- _EXTRACTED TEXT_:
╔══

Return to ‘Corkness’ more about attitude than tactics

Although it irked supporters and observers of Clare football that the commentary surrounding the team’s recent nine-point win over Cork was less about their own brilliance as the feebleness of the away challenge, even amongst Colm Collins’ backroom team, the initial reaction upon meeting this column afterwards was “God, what’s happened to Cork football?”

Return to ‘Corkness’ more about attitude than tactics

Although it irked supporters and observers of Clare football that the commentary surrounding the team’s recent nine-point win over Cork was less about their own brilliance as the feebleness of the away challenge, even amongst Colm Collins’ backroom team, the initial reaction upon meeting this column afterwards was “God, what’s happened to Cork football?”

As one of them would elaborate, what they saw in red out on that field was a group of talented but tentative footballers, devoid of confidence and conviction. And in their view, much of that timidity stemmed from the style of football those players were being asked to play. It was as if the subtle shift that was taking place in football had been lost on Cork.

While more aspiring teams were now becoming more offensively geared — like Donegal, who had also visited Cusack Park two weeks earlier and prevailed despite being down multiple All Star-calibre players, or Mayo, Kerry, Monaghan, indeed Clare themselves — Cork were reverting to a safety-first approach. In trying to catch up on how football had moved on since 2010, Cork were being left behind once again.

To be fair to Ronan McCarthy, Cork had to do something after leaking so many scores last summer. Kerry took them for 3-18 in the Munster final; Tyrone, 3-20 in the qualifiers.

Part of his revamp for 2019 has been to enlist Jason Ryan as an advisor, the Waterford native having plenty of external experience, including his last game as an inter-county manager when his Kildare team gave up seven goals in a chastening defeat to Kerry in 2015. (It was notable last Sunday week that when Ryan took his place up in the Cusack Park gantry, he was fully kitted out in Cork garb — a measure of how invested he is in this Cork project rather than the deflection of responsibility that wearing normal civvies can project).

Clearly both McCarthy and Ryan are keen that the next troops they send out onto the championship battlefield aren’t as naïve as the last ones they dispatched.

And in their search for a suitable template from which to start from, it seems as if they’ve settled on something close to the Galway 2018 model which Kevin Walsh, along with Paddy Tally, adapted in response to how they too had been carved up by Kerry in the previous championship.

╚══

- _WORK TO COMPLETE_:
[A] According to the Cork football column, what score did Kerry run up against Cork in last summer's Munster final?
[B] Continue the Cork football column from its last sentence.
None of the items play any part in this.

- _DATA RECORDS_:
╔══

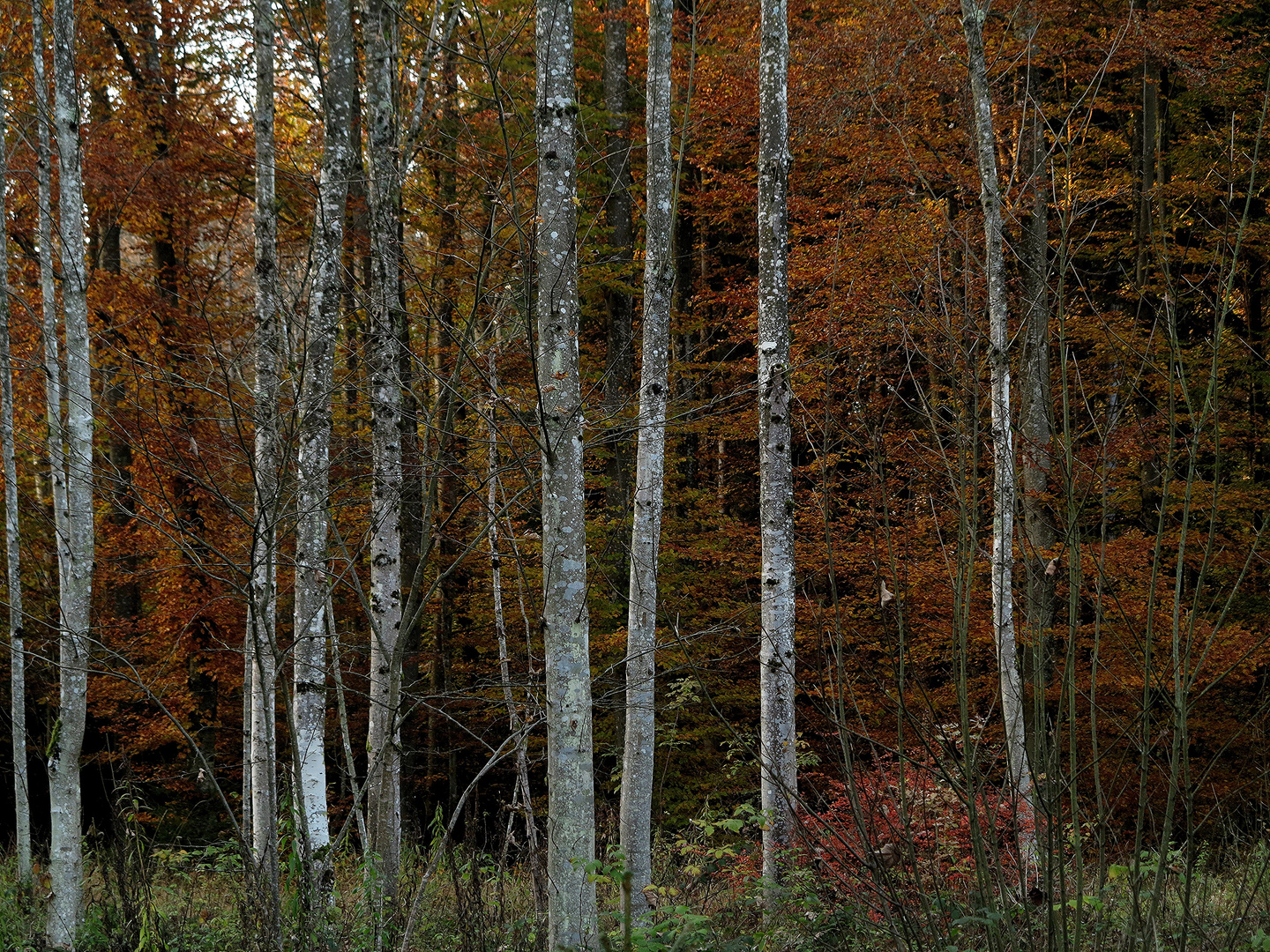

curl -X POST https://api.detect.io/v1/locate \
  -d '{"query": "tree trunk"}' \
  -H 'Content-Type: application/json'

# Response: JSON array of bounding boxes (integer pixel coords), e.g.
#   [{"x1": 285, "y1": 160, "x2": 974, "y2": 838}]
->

╚══

- _ANSWERS FOR THE TASKS_:
[A] 3-18

[B]
Getting bodies back though is only part of the remedy. Using your body and letting your opponent’s body know all about it has to form part of the equation too.

In Ennis last Sunday week, the gulf in intensity and physicality between the two teams was striking.

Clare themselves had also been hammered and humiliated by Kerry last summer, having headed to Killarney on the back of the county’s highest league position in 25 years, only to be pummelled 0-32 to 0-10. As Collins would later tell the assembled media after his team’s win over Cork, Clare have no intention of being so porous in 2019. It’s something his latest coach Brian Carson has prioritised and addressed on the training ground. Against Cork, the fruits of that labour showed. Their one-to-one and collective tackling and defending was exemplary. Clare were disciplined — and yet they were aggressive. Both when Cork had the ball and then when they themselves had the ball, driving through for three goals as well as kicking 13 points.

Galway were likewise notably aggressive last year, up until the final eight days of their season. Physically and mentally, they left a dent on opponents, just as their provincial tormentors Mayo used to systematically do unto them during their march to five Connacht titles in a row.

Cork in Ennis exhibited no such aggression, an all-too-common failing since Killarney 2015.

There’s been a lot of talk and hot air recently about what constitutes Corkness, from the smug to the agnostic. But there actually is such a thing, especially of the sporting variety, a combination of cuteness, confidence, and above all, a strong dose of crankiness. It’s Roy Keane, Billy Morgan, Ronan O’Gara, Tom O’Sullivan on the opening day of Neptune Stadium.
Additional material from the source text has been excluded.